§ Exercise directions:
According to the profile of Sean Atkins below, what record does he still hold at Bates College?

§ Passage:
Sean Atkins (’99, LD ’15) learned the value of relationships at a young age. Now director of admissions and financial aid at Suffield Academy in Connecticut, he says the COVID-19 pandemic has emphasized that it is personal connections that make an organization and community resilient.
“I’ve realized just how important our institution is to our families,” Atkins said. “I think sometimes it’s easy to overlook the work that everyone does to make a community whole. COVID-19 has taught me that nothing in a community can be taken for granted. The foundation and importance of community for me all started at Darlington.”
Atkins enrolled as a boarding student his sophomore year thanks to a scholarship from the Boys’ Club of New York. Having grown up in the East Village in Lower Manhattan, he found the South to be a welcome change of pace and the people to be genuine.
“The connection I had immediately with Darlington’s teachers and faculty came at a pivotal time in my life and it was needed,” he said. “Their warmth instilled confidence in me to be a more active learner and helped in my athletic career, too.”
At Darlington, Atkins became a resident assistant in his dorm, served on Student Council and was a three-sport athlete. He played basketball, ran track and was a member of the 1998 Class A Georgia state championship football team.
“Sean came to Darlington as a basketball player from New York City and had never played football before,” said Tommy Atha, head football coach and assistant athletic director. “It was obvious from the start that this young man was tremendously athletic. He had never put on a football helmet before and it took a little getting used to.”
As a junior, Atkins was primarily a backup running back who played some on special teams, but Atha moved him to nose guard the following year.
“Sean was built like anything but a defensive lineman, but he was so quick and strong you couldn't block him,” Atha said. “He totally changed our ability to attack on the defensive side of the ball. By the end of the year, he was being double teamed every play, which essentially gave us a numbers advantage defensively. Sean ended up that year as the Class A Defensive Player of the Year for the entire state. He always played with great intensity and absolutely no fear, and he’s still one of my favorite people in this world!”
While marked with tremendous success in athletics, Atkins’ time at Darlington also brought sadness with the loss of his mother at age 16. The Darlington Community surrounded him during this time of grief, especially retired basketball coach and educator Jim Van Es.
“Coach Van Es was like a father figure to me,” said Atkins. “He was gruff but also gave me warm, tough love. This was exactly what I needed during that time, and I am happy to say that we still stay in touch.”
After Darlington, Atkins attended Bates College in Lewiston, Maine, where he played football and still holds the single game rushing record. In 2003, he graduated with a B.A. in African American Studies.

§ Supplied information:

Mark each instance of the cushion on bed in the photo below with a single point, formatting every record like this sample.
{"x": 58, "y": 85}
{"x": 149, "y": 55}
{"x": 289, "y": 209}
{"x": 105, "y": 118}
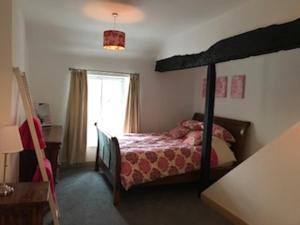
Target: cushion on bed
{"x": 192, "y": 124}
{"x": 178, "y": 132}
{"x": 194, "y": 137}
{"x": 221, "y": 132}
{"x": 225, "y": 155}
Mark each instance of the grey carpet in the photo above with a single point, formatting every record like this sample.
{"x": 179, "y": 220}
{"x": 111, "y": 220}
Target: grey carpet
{"x": 85, "y": 199}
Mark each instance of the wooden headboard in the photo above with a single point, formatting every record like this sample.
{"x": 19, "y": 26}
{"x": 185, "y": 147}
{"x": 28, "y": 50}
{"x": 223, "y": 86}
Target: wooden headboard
{"x": 237, "y": 128}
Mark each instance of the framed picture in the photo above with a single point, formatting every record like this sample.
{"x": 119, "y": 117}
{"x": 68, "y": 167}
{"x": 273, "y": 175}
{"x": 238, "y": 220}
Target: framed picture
{"x": 203, "y": 88}
{"x": 221, "y": 87}
{"x": 238, "y": 83}
{"x": 43, "y": 112}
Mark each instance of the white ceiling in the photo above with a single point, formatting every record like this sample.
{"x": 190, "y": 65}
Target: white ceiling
{"x": 63, "y": 25}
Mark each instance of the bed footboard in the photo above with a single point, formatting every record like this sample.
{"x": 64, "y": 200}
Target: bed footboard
{"x": 108, "y": 158}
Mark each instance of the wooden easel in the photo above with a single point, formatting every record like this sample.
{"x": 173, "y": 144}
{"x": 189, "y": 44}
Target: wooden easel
{"x": 40, "y": 155}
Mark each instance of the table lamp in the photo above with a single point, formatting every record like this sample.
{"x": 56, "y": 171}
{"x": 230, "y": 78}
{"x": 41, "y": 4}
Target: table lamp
{"x": 10, "y": 142}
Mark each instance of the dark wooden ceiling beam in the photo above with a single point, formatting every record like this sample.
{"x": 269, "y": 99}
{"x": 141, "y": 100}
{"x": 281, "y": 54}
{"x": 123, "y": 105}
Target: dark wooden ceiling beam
{"x": 261, "y": 41}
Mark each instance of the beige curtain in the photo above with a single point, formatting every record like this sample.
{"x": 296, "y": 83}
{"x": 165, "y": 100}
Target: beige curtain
{"x": 76, "y": 122}
{"x": 132, "y": 109}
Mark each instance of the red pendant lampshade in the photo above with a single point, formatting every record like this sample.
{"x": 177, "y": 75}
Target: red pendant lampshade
{"x": 114, "y": 39}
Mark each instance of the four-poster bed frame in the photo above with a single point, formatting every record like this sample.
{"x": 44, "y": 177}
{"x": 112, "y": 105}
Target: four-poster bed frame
{"x": 108, "y": 157}
{"x": 253, "y": 43}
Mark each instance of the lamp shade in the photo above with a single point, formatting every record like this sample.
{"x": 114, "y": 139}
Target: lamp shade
{"x": 114, "y": 40}
{"x": 10, "y": 141}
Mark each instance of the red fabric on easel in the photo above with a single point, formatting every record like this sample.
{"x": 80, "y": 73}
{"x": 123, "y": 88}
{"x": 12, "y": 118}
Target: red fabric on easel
{"x": 38, "y": 176}
{"x": 26, "y": 136}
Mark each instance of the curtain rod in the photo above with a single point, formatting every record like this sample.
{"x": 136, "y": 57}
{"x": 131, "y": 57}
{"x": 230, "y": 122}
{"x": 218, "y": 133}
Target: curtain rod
{"x": 101, "y": 71}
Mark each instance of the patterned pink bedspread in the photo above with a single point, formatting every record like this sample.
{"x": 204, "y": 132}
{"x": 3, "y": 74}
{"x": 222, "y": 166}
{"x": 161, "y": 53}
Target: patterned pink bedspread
{"x": 147, "y": 157}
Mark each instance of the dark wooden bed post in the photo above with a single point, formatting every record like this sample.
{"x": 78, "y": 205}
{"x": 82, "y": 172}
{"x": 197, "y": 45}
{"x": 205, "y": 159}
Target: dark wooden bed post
{"x": 208, "y": 123}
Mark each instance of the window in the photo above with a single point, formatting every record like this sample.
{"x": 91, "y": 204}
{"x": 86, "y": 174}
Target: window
{"x": 107, "y": 98}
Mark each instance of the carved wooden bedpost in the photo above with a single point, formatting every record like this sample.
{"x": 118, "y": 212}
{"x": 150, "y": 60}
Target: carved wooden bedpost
{"x": 208, "y": 123}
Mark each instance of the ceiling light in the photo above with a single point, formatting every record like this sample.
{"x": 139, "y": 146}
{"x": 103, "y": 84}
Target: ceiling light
{"x": 114, "y": 39}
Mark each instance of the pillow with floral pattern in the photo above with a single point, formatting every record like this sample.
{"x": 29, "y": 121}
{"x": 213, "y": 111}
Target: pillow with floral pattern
{"x": 178, "y": 132}
{"x": 222, "y": 133}
{"x": 192, "y": 124}
{"x": 194, "y": 137}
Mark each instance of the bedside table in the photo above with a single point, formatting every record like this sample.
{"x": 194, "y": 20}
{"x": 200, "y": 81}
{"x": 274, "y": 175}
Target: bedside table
{"x": 26, "y": 205}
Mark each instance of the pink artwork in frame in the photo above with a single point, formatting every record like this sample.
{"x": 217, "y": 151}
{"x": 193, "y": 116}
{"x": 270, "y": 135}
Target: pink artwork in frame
{"x": 238, "y": 83}
{"x": 203, "y": 88}
{"x": 221, "y": 87}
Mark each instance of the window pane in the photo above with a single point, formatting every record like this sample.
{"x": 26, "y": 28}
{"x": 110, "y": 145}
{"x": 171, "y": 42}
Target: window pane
{"x": 107, "y": 98}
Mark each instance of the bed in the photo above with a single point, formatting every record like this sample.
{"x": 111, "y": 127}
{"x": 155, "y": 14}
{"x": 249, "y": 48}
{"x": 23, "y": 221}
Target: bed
{"x": 137, "y": 160}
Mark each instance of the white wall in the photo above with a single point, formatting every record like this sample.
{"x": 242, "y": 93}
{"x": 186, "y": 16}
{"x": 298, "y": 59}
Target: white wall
{"x": 162, "y": 105}
{"x": 272, "y": 81}
{"x": 5, "y": 68}
{"x": 249, "y": 16}
{"x": 12, "y": 45}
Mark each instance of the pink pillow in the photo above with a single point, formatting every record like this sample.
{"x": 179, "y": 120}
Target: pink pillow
{"x": 221, "y": 132}
{"x": 194, "y": 137}
{"x": 178, "y": 132}
{"x": 192, "y": 124}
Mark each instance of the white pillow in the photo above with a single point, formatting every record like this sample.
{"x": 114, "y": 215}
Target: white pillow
{"x": 224, "y": 153}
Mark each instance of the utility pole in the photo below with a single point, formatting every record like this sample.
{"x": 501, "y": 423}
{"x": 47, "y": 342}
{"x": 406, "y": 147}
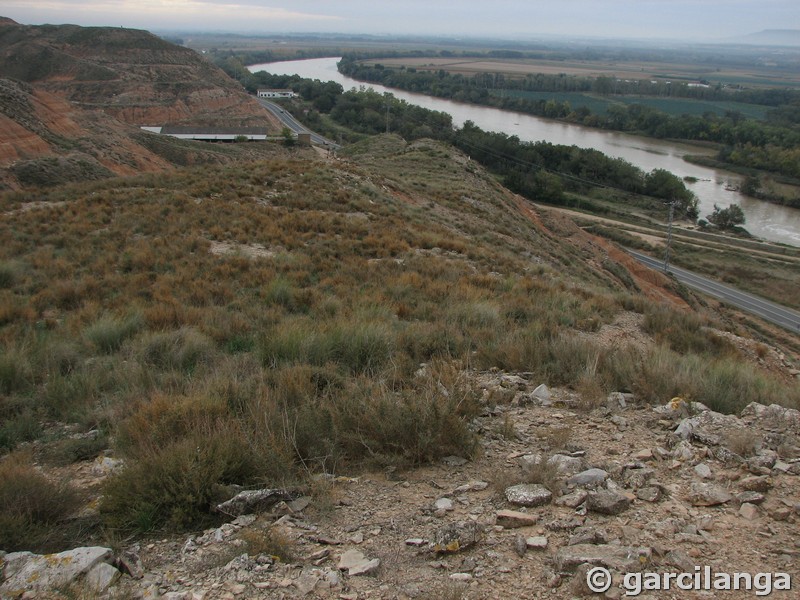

§ Exercise answer:
The single game rushing record.